### WHAT TO PRODUCE
Update the lines below so that every instance of "Place one point per instance" becomes "Mark one point for each instance", and leave everything else unchanged.

### DATA TO PROCESS
-=-=-

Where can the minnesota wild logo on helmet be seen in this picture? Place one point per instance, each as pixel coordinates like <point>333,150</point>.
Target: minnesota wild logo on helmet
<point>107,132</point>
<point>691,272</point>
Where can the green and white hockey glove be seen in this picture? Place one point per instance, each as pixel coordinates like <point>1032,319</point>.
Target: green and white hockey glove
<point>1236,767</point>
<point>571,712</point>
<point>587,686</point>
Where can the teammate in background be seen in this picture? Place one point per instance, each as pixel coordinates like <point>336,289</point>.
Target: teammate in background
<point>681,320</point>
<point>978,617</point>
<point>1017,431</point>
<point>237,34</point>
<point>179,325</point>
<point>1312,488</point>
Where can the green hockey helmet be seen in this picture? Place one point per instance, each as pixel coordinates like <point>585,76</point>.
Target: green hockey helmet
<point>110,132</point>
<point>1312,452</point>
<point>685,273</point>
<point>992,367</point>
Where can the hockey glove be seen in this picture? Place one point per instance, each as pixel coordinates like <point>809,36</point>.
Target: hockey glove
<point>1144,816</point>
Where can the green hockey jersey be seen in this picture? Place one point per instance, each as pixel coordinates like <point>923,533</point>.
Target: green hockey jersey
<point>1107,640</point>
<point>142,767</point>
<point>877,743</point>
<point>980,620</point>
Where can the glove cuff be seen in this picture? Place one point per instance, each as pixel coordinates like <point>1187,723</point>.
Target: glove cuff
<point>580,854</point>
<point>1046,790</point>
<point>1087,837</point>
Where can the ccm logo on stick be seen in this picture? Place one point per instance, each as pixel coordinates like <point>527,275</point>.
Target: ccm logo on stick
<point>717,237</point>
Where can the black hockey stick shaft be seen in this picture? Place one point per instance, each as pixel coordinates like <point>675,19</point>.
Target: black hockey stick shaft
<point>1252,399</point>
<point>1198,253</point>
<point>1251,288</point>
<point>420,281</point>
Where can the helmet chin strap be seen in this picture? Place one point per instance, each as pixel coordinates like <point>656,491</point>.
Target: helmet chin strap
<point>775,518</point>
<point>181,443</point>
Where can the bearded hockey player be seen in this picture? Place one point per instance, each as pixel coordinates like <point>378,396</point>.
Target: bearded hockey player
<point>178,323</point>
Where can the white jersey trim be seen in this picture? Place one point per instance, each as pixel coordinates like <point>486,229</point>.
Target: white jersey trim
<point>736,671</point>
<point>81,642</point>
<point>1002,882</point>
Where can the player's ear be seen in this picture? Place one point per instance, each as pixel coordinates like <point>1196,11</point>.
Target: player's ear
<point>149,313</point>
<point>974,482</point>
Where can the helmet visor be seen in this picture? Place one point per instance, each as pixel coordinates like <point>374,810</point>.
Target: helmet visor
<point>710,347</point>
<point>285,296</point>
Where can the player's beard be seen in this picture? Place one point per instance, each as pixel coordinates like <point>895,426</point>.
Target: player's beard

-=-=-

### WRITTEN RESPONSE
Where can the minnesota wild logo on helmet be seen in this picture? Mark one point for each instance, each as pixel coordinates like <point>333,150</point>.
Target: minnesota wild logo on helmet
<point>107,132</point>
<point>691,272</point>
Where can the green and white hockey glove be seen in this picture? Mark one point for each instance, each as pixel coordinates like <point>1032,319</point>.
Target: green and white hockey glove
<point>1236,767</point>
<point>571,712</point>
<point>587,686</point>
Where can the teammate in background be seen in this picture? Mark one point for each instance, each as pixel coordinates like <point>336,289</point>.
Target: teammate in background
<point>681,320</point>
<point>978,617</point>
<point>1017,431</point>
<point>237,34</point>
<point>179,325</point>
<point>1312,488</point>
Where can the green hockey helmet be seen in this picture? Mark one point for each instance, each as pixel coordinates like <point>585,76</point>.
Target: green hockey helmet
<point>110,132</point>
<point>1312,452</point>
<point>685,273</point>
<point>992,367</point>
Where can the hockey glove be seen in this picture? Mark one point for each instance, each as pixel coordinates like <point>809,36</point>.
Target: hockey glove
<point>1144,816</point>
Where can the green hockey jersey be seen in this picture? Mark one point for each instance, each as pixel coordinates like <point>923,533</point>.
Target: green hockey jersey
<point>1107,640</point>
<point>142,767</point>
<point>877,743</point>
<point>980,620</point>
Where can the glove cuff be seen in this picture? Mark one point for each instance, each as pixel coordinates like <point>1187,723</point>.
Target: glove cuff
<point>580,854</point>
<point>1046,790</point>
<point>1087,837</point>
Where can the ccm logo on stick be seen in this picture? Mark one point for each instance, each as pixel coordinates like <point>527,275</point>.
Target: ccm logo on stick
<point>717,237</point>
Where can the black hockey stick shaft be seen in this picture? Mark one point for each instance, each as pixel coordinates like <point>675,19</point>.
Target: black hockey stick shaft
<point>1252,399</point>
<point>1198,253</point>
<point>1251,288</point>
<point>420,281</point>
Where can the helmet chin strap be seen in this picture? Mark one point for each instance, each as pixel coordinates like <point>656,491</point>.
Target: helmet chin strap
<point>775,518</point>
<point>181,443</point>
Where can the bearded hockey player be seen in this picture? Mark one point for each instance, each as pixel coordinates like <point>378,396</point>.
Target: bearded hockey player
<point>178,323</point>
Where can the white jersey trim be seen in this picture? Mark one point for each instance, each as pixel coordinates like <point>486,229</point>.
Target: white jersey trim
<point>736,671</point>
<point>81,642</point>
<point>1002,882</point>
Where can the player's ear be seen in this picture? Mark one point for each instance, each as pixel coordinates like <point>1196,11</point>.
Target: player's ear
<point>149,313</point>
<point>974,482</point>
Where can the helmet visor be seen in this picture? Mark one point for each instance, each as pixel coordinates like <point>374,810</point>.
Target: helmet visor
<point>710,347</point>
<point>285,296</point>
Where can the player's beard be seen in this picture? Mark one point for each instance, each as pixel coordinates like <point>895,426</point>.
Target: player's beard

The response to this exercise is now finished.